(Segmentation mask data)
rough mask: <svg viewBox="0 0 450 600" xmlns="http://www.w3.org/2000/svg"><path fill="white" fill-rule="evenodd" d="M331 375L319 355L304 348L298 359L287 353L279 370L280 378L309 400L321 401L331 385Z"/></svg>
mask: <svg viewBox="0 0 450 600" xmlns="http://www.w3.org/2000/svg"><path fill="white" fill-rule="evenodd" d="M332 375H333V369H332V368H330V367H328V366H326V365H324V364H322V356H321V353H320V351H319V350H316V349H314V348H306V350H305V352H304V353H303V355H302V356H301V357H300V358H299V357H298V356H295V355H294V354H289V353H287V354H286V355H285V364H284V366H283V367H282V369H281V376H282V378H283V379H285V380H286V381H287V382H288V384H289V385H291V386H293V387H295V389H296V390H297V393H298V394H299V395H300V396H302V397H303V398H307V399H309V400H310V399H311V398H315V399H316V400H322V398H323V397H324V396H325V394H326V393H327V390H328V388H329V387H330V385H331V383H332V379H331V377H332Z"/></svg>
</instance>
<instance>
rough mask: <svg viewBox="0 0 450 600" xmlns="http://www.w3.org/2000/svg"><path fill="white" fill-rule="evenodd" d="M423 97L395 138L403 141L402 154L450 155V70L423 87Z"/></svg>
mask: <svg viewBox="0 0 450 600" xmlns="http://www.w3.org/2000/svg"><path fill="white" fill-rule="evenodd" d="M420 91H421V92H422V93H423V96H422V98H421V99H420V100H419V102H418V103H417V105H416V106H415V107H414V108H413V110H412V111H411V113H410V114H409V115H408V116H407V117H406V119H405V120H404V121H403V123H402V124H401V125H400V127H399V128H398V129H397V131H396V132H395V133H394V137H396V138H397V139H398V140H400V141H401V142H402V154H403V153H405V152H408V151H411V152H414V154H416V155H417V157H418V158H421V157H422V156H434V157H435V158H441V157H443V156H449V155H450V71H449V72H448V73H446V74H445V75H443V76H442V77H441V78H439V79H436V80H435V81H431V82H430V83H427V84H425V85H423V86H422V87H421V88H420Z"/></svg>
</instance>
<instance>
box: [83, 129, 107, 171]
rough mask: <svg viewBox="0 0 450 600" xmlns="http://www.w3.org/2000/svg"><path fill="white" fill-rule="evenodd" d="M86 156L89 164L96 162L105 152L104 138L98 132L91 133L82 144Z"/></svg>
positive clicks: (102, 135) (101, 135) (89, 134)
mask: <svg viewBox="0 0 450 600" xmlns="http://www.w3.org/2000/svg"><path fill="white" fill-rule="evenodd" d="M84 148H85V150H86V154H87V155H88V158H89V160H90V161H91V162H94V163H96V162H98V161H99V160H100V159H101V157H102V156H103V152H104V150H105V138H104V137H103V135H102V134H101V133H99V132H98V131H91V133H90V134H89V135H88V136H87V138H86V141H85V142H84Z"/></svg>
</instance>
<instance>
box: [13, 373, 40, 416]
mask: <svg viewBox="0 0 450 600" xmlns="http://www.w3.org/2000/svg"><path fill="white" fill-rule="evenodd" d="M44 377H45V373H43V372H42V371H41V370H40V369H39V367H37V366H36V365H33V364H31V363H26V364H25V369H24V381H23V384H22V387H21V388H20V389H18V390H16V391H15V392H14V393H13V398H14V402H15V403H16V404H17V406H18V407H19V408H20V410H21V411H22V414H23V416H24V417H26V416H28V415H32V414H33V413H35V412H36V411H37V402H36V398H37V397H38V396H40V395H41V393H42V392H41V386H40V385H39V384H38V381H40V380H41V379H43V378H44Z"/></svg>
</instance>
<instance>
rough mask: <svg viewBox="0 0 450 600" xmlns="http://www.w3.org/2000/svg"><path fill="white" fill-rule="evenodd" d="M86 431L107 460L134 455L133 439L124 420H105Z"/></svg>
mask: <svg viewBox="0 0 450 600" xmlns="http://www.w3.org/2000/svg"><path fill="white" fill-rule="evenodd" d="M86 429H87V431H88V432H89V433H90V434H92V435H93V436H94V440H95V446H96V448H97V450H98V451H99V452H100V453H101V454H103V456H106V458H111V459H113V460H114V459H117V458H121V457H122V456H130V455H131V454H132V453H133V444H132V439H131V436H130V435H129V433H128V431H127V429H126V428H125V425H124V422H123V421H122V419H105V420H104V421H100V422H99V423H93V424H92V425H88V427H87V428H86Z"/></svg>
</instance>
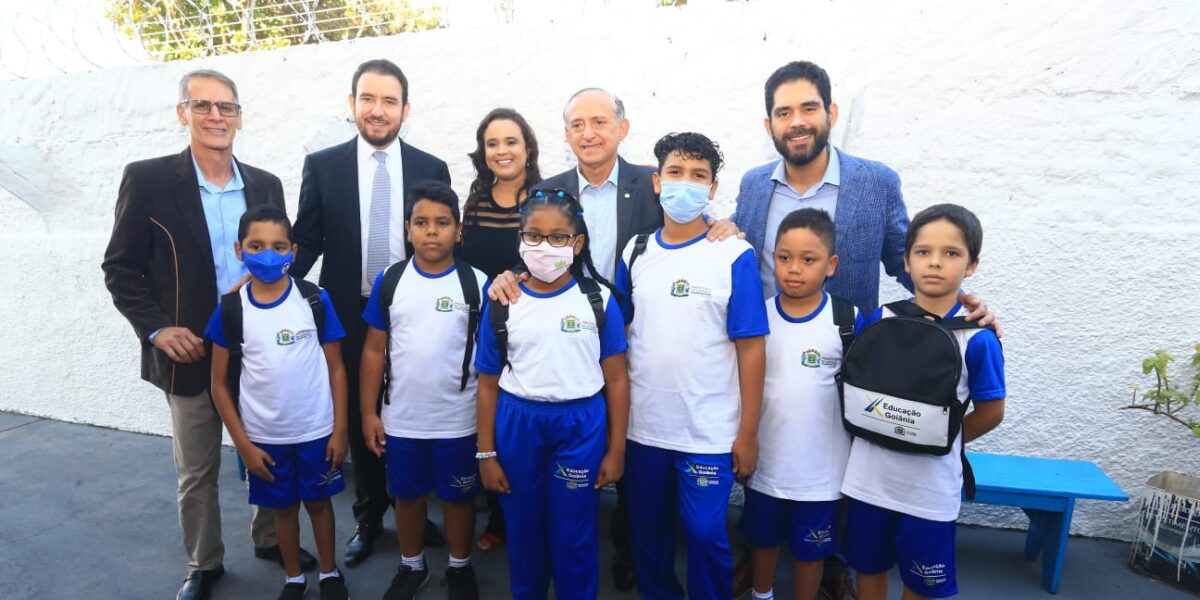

■ Exercise ■
With the pictures removed, the entries above should be transcribed exactly.

■ Written response ■
rough mask: <svg viewBox="0 0 450 600" xmlns="http://www.w3.org/2000/svg"><path fill="white" fill-rule="evenodd" d="M331 375L319 355L304 348L298 359L287 353L279 370L280 378L309 400L321 401L331 385Z"/></svg>
mask: <svg viewBox="0 0 450 600" xmlns="http://www.w3.org/2000/svg"><path fill="white" fill-rule="evenodd" d="M332 375H333V369H332V368H330V367H328V366H326V365H324V364H322V356H321V353H320V351H319V350H316V349H314V348H306V350H305V352H304V353H303V355H302V356H301V357H300V358H299V357H298V356H295V355H294V354H289V353H287V354H286V355H285V364H284V366H283V367H282V369H281V376H282V378H283V379H285V380H286V381H287V382H288V384H289V385H291V386H293V387H295V389H296V390H297V393H298V394H299V395H300V396H302V397H303V398H307V399H309V400H310V399H311V398H315V399H316V400H322V398H323V397H324V396H325V394H326V393H327V390H328V388H329V387H330V385H331V383H332V379H331V377H332Z"/></svg>
</instance>
<instance>
rough mask: <svg viewBox="0 0 450 600" xmlns="http://www.w3.org/2000/svg"><path fill="white" fill-rule="evenodd" d="M423 97L395 138L403 141L402 154L450 155V70L423 87Z"/></svg>
mask: <svg viewBox="0 0 450 600" xmlns="http://www.w3.org/2000/svg"><path fill="white" fill-rule="evenodd" d="M420 91H421V92H422V93H423V96H422V98H421V99H420V100H419V102H418V103H417V105H416V106H415V107H414V108H413V110H412V111H411V113H410V114H409V115H408V116H407V117H406V119H405V120H404V121H403V123H402V124H401V125H400V127H399V128H398V129H397V131H396V132H395V133H394V137H396V138H397V139H398V140H400V141H401V142H402V154H403V153H405V152H408V151H411V152H414V154H416V155H417V157H418V158H421V157H422V156H434V157H435V158H441V157H443V156H449V155H450V71H449V72H448V73H446V74H445V75H443V76H442V77H441V78H439V79H436V80H435V81H431V82H430V83H427V84H425V85H423V86H422V87H421V88H420Z"/></svg>
</instance>
<instance>
box: [83, 129, 107, 171]
rough mask: <svg viewBox="0 0 450 600" xmlns="http://www.w3.org/2000/svg"><path fill="white" fill-rule="evenodd" d="M86 156L89 164L96 162L105 152L104 138L98 132L91 133L82 144Z"/></svg>
positive clicks: (102, 135) (101, 135) (89, 134)
mask: <svg viewBox="0 0 450 600" xmlns="http://www.w3.org/2000/svg"><path fill="white" fill-rule="evenodd" d="M84 148H85V150H86V154H87V155H88V158H89V160H90V161H91V162H94V163H96V162H98V161H99V160H100V159H101V157H102V156H103V152H104V150H105V138H104V137H103V135H102V134H101V133H99V132H98V131H91V133H90V134H89V135H88V136H87V138H86V141H85V142H84Z"/></svg>
</instance>
<instance>
box: [13, 373, 40, 416]
mask: <svg viewBox="0 0 450 600" xmlns="http://www.w3.org/2000/svg"><path fill="white" fill-rule="evenodd" d="M44 377H45V373H43V372H42V371H41V370H40V369H39V367H37V366H36V365H33V364H31V363H26V364H25V369H24V381H23V384H22V387H21V388H20V389H18V390H16V391H15V392H14V393H13V398H14V402H15V403H16V404H17V406H18V407H19V408H20V410H21V411H22V414H23V416H24V417H26V416H28V415H32V414H33V413H35V412H36V411H37V402H36V398H37V397H38V396H40V395H41V393H42V392H41V386H40V385H39V384H38V381H40V380H41V379H43V378H44Z"/></svg>
</instance>
<instance>
rough mask: <svg viewBox="0 0 450 600" xmlns="http://www.w3.org/2000/svg"><path fill="white" fill-rule="evenodd" d="M86 431L107 460L134 455L133 439L124 420H105Z"/></svg>
mask: <svg viewBox="0 0 450 600" xmlns="http://www.w3.org/2000/svg"><path fill="white" fill-rule="evenodd" d="M86 429H87V431H88V432H89V433H90V434H92V435H93V436H94V440H95V446H96V448H97V450H98V451H99V452H100V453H101V454H103V456H106V458H111V459H113V460H114V459H117V458H121V457H122V456H130V455H131V454H132V453H133V444H132V439H131V436H130V435H129V433H128V431H127V429H126V428H125V425H124V422H123V421H122V419H105V420H104V421H100V422H99V423H93V424H92V425H88V427H87V428H86Z"/></svg>
</instance>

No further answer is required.